How to complete this task:
I'd like the entries reproduced exactly, with the images omitted.
○ ○ ○ ○
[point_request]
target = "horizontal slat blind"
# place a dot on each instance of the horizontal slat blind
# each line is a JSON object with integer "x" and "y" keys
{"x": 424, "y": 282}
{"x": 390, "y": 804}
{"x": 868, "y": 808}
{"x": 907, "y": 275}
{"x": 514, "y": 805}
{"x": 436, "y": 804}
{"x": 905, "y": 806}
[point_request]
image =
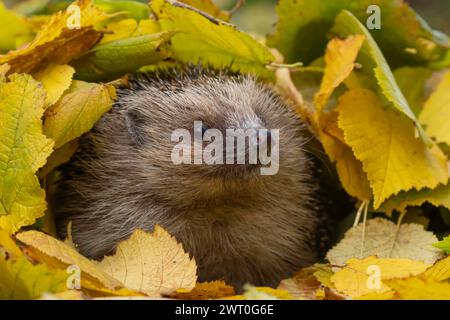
○ ○ ○ ○
Expected output:
[point_request]
target = "horizontal slat blind"
# place a dot on each instance of the horizontal slat blind
# each line is a JSON object with integer "x" and "y" keys
{"x": 424, "y": 282}
{"x": 390, "y": 804}
{"x": 868, "y": 808}
{"x": 907, "y": 275}
{"x": 514, "y": 805}
{"x": 436, "y": 804}
{"x": 905, "y": 806}
[point_request]
image =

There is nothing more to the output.